[Entries on finding named things]
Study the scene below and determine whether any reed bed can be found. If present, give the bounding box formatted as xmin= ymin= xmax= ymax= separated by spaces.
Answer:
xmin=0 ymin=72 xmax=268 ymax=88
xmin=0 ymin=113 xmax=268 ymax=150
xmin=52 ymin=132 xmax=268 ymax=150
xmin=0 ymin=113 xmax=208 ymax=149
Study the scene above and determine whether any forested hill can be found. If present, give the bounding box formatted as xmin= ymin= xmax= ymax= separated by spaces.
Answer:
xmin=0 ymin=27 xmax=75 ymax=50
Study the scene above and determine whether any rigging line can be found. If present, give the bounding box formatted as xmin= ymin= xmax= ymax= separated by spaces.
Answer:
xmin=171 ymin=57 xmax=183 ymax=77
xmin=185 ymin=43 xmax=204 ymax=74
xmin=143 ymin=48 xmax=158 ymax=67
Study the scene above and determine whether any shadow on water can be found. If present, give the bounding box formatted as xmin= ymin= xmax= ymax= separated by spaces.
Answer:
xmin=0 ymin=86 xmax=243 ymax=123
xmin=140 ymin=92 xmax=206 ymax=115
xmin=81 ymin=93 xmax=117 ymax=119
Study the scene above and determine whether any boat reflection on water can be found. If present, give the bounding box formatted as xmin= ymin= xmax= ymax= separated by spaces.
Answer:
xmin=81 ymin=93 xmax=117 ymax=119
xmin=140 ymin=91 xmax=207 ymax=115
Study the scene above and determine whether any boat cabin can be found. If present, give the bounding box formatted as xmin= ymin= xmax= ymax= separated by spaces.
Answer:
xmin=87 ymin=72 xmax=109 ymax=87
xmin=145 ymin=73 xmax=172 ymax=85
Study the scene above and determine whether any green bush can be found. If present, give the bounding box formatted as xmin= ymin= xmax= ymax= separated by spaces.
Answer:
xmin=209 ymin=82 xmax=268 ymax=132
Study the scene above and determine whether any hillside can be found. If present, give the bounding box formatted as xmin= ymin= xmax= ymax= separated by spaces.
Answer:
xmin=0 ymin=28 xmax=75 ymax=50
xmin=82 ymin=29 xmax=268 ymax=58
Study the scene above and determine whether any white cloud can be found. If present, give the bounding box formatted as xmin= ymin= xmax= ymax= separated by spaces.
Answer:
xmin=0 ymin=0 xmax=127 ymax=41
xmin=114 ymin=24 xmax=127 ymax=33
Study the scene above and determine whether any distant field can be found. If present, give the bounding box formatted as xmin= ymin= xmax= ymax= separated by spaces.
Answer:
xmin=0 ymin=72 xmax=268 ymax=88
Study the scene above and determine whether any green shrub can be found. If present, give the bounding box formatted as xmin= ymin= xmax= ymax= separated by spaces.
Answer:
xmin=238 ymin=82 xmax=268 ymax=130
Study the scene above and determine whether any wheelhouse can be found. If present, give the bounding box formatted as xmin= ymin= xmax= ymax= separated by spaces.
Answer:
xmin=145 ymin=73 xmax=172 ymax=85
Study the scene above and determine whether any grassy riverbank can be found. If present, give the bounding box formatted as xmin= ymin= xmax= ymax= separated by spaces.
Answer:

§ **Exercise objective**
Print every line of the listing above again, word for word.

§ **Response to the exercise**
Study the scene below and determine whether any reed bed can be found. If present, give the bounding box formatted as xmin= ymin= xmax= ymax= separated by spaces.
Answer:
xmin=0 ymin=72 xmax=268 ymax=88
xmin=0 ymin=113 xmax=268 ymax=150
xmin=52 ymin=132 xmax=268 ymax=150
xmin=0 ymin=113 xmax=208 ymax=149
Study the scene above and determine whether any forested hill can be found. If present, give the bounding box formatted as xmin= ymin= xmax= ymax= separated by spaces.
Answer:
xmin=0 ymin=27 xmax=75 ymax=50
Study the scene above and determine whether any rigging line can be found. If present, give the bounding box formatted as xmin= ymin= xmax= ymax= separated by spaces.
Answer:
xmin=171 ymin=57 xmax=183 ymax=77
xmin=185 ymin=43 xmax=204 ymax=74
xmin=143 ymin=48 xmax=158 ymax=67
Study the scene above and determine whether any shadow on water can be found. If present, give the bounding box formatted as xmin= ymin= xmax= ymax= separated by spaces.
Answer:
xmin=0 ymin=86 xmax=243 ymax=123
xmin=140 ymin=92 xmax=206 ymax=115
xmin=81 ymin=93 xmax=117 ymax=119
Study the scene above and determine whether any boat reflection on water can be found. If present, give the bounding box formatted as xmin= ymin= xmax= ymax= separated by spaces.
Answer:
xmin=81 ymin=93 xmax=117 ymax=119
xmin=140 ymin=91 xmax=207 ymax=115
Study the scene above and determine whether any boat cabin can be found. If present, give the bounding box formatted as xmin= ymin= xmax= ymax= separated by spaces.
Answer:
xmin=87 ymin=72 xmax=109 ymax=87
xmin=145 ymin=73 xmax=172 ymax=85
Study the scene above and determine whether any green bush can be found. If present, give the bounding box formatted as xmin= ymin= xmax= ymax= separated by spaces.
Answer:
xmin=209 ymin=82 xmax=268 ymax=132
Study the scene above and determine whether any hillside can be found. If present, give the bounding box formatted as xmin= ymin= xmax= ymax= separated by spaces.
Answer:
xmin=0 ymin=28 xmax=75 ymax=50
xmin=82 ymin=29 xmax=268 ymax=58
Study the scene above and determine whether any white cloud can be found. If present, give the bounding box formatted as xmin= ymin= xmax= ymax= separated by spaces.
Answer:
xmin=0 ymin=0 xmax=127 ymax=41
xmin=114 ymin=24 xmax=127 ymax=33
Study the scene above and determine whether any distant field can be found. If present, give the bounding box formatted as xmin= ymin= xmax= ymax= separated by spaces.
Answer:
xmin=0 ymin=72 xmax=268 ymax=88
Study the scene above and determine whether any green shrub can be found. If present, give the bounding box formatted as xmin= ymin= xmax= ymax= separated by spaces.
Answer:
xmin=238 ymin=82 xmax=268 ymax=130
Study the scene above and determine whether any wheelhouse can be found. If present, give the bounding box formatted as xmin= ymin= xmax= ymax= separated by spaces.
Answer:
xmin=145 ymin=73 xmax=172 ymax=85
Study the scene above and determine whether any grassy riverbank can be found. If present, give the bounding box formatted as xmin= ymin= xmax= ymax= separated by spaces.
Answer:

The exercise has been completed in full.